1. Glorfindel is one of the most powerful of all the Noldor. He held the flanks when Trugons and Fingons Noldorin army were escaping from the Nirnaeth. 

2. He is lord of the Golden Flower and he kicked butt in Fall of Gondolin. 

3. He slew a Balrog. He didn't wail, unlike an elf I know.





> Also Glorfindel never rode against the NAzgul.



Wrong.



> October 11; 3018 He (Glorfindel) drives the riders off the bridge of Mietheitel


 -Appendix; Tale of Years; LoTR
Plus:



> Then the Witch-King laughed...But Glorfidnel rode up then on his white horse, and in the midst of his laughter the witc king turned to flight...


 Appendix; A; LoTR

Even the Lord of the Nazgul was afraid of him. 

Soem more quotes if you like:



> He (Elrond) sends out scouts north, south and west. These scouts are Elves of power.


 HoME 7-Gandalf's delay.



> This suppostion would indeed explain the air of sancity that surronds Glorfindel


 HoME 12-Last Writings



> We can thus understand why he seems so powerful a figure and almost angelic.


 HoME 12-Last Writings



> It is evident that he was a Elda of high and noble spirit.


 HoME 12-Last Writings


----------



## Elendil01 (Mar 17, 2003)

If Glorfindel is so great why was his only role in FOTR taken by Arwen in the movie!!!!!!!!!!

SHORT EXERCISE A
Put the lines of the records running from the line that contains "Target: <item>withered white flower</item>" through the line that contains "302 333 L 283" into a numbered list, omitting blank lines.

SUPPLIED MATERIAL
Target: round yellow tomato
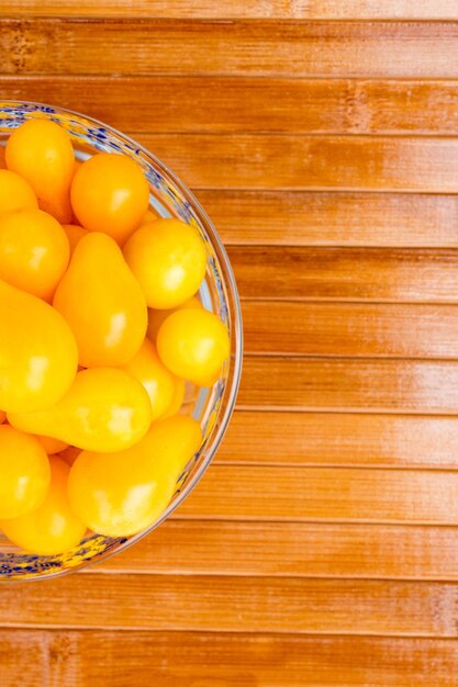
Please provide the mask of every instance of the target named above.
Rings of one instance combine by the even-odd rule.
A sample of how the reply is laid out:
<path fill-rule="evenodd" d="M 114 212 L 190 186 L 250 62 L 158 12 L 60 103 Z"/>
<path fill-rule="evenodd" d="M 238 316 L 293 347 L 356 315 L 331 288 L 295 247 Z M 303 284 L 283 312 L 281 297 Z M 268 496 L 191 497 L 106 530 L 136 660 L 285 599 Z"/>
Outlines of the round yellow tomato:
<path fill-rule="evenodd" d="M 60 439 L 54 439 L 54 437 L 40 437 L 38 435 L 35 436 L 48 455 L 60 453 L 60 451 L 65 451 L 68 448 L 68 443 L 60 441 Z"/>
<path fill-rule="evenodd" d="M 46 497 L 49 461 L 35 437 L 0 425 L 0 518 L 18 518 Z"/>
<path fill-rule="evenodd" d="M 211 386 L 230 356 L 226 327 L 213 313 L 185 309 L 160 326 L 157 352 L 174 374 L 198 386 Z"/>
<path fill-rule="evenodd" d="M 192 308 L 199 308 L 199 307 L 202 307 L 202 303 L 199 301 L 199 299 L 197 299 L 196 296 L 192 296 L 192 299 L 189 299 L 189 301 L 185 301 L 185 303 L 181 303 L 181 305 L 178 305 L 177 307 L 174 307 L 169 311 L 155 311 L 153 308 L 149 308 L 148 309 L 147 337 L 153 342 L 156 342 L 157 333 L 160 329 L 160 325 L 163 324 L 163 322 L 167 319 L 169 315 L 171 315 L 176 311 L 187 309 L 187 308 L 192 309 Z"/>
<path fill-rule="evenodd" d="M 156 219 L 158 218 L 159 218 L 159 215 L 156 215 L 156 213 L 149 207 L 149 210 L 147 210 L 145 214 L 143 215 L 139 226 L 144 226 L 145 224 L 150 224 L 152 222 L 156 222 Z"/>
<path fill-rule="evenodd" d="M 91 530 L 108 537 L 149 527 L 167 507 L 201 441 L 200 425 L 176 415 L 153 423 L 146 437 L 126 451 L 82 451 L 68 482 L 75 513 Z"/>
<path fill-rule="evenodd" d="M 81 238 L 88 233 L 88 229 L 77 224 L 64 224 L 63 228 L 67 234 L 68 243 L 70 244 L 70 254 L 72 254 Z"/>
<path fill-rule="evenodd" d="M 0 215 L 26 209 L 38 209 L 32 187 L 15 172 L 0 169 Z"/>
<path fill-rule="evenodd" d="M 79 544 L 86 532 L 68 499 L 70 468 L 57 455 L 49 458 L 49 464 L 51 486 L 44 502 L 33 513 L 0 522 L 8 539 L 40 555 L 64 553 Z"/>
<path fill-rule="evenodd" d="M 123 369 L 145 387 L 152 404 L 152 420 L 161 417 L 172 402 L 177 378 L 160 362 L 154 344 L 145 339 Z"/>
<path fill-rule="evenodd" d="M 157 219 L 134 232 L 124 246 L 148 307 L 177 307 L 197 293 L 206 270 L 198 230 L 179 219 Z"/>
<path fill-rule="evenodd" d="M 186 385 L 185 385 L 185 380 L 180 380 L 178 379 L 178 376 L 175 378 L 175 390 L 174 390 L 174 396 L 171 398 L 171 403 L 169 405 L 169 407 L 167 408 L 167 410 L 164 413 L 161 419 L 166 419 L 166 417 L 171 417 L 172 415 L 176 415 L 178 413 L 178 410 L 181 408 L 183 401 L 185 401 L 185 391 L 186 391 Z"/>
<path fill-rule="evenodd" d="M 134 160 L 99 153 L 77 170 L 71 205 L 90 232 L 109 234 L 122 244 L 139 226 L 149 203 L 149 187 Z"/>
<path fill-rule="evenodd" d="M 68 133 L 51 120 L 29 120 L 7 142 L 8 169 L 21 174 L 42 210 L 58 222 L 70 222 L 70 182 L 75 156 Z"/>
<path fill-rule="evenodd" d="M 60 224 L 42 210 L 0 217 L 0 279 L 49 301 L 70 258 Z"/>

...

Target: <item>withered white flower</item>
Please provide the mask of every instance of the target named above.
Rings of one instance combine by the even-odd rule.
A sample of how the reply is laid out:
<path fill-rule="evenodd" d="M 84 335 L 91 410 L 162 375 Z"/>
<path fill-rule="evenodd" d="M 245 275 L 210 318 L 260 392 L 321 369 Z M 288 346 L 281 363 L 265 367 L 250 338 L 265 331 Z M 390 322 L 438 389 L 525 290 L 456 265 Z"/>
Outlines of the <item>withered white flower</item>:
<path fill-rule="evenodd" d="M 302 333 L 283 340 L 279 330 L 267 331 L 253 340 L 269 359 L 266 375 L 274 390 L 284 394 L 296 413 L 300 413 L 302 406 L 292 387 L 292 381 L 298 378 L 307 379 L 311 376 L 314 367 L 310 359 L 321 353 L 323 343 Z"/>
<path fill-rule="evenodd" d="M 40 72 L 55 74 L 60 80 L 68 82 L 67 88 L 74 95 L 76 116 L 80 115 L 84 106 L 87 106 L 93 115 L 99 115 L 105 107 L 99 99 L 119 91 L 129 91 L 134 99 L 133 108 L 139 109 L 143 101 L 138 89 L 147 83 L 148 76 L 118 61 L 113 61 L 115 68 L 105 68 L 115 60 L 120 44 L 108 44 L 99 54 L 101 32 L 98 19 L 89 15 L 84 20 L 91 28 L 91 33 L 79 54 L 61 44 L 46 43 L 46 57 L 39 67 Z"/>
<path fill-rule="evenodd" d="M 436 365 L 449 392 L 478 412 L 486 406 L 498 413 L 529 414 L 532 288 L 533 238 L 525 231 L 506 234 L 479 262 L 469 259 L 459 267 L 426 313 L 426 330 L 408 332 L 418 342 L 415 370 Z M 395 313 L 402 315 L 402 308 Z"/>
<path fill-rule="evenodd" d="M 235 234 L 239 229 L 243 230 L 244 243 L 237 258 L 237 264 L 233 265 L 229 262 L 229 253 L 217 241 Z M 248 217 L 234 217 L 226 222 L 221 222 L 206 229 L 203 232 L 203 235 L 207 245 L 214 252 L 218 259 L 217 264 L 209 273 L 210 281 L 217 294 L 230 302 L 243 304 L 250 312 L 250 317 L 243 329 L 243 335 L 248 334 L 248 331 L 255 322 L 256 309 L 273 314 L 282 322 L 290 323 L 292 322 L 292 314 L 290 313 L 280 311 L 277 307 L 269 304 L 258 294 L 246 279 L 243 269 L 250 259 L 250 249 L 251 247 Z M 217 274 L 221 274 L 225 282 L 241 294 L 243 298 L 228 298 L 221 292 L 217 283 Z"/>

SHORT EXERCISE B
Condense the paragraph of the Glorfindel thread that begins "2. He is lord" into a short bulleted list.

OUTPUT A
1. Target: <item>withered white flower</item>
2. Please provide the mask of every instance of the target named above.
3. Rings of one instance combine by the even-odd rule.
4. A sample of how the reply is laid out:
5. <path fill-rule="evenodd" d="M 84 335 L 91 410 L 162 375 Z"/>
6. <path fill-rule="evenodd" d="M 245 275 L 210 318 L 260 392 L 321 369 Z M 288 346 L 281 363 L 265 367 L 250 338 L 265 331 Z M 390 322 L 438 389 L 525 290 L 456 265 Z"/>
7. Outlines of the <item>withered white flower</item>:
8. <path fill-rule="evenodd" d="M 302 333 L 283 340 L 279 330 L 267 331 L 253 340 L 269 359 L 266 375 L 274 390 L 284 394 L 296 413 L 300 413 L 302 406 L 292 387 L 292 381 L 298 378 L 307 379 L 311 376 L 314 367 L 310 359 L 321 353 L 323 343 Z"/>

OUTPUT B
- Lord of the Golden Flower
- Fought formidably in the Fall of Gondolin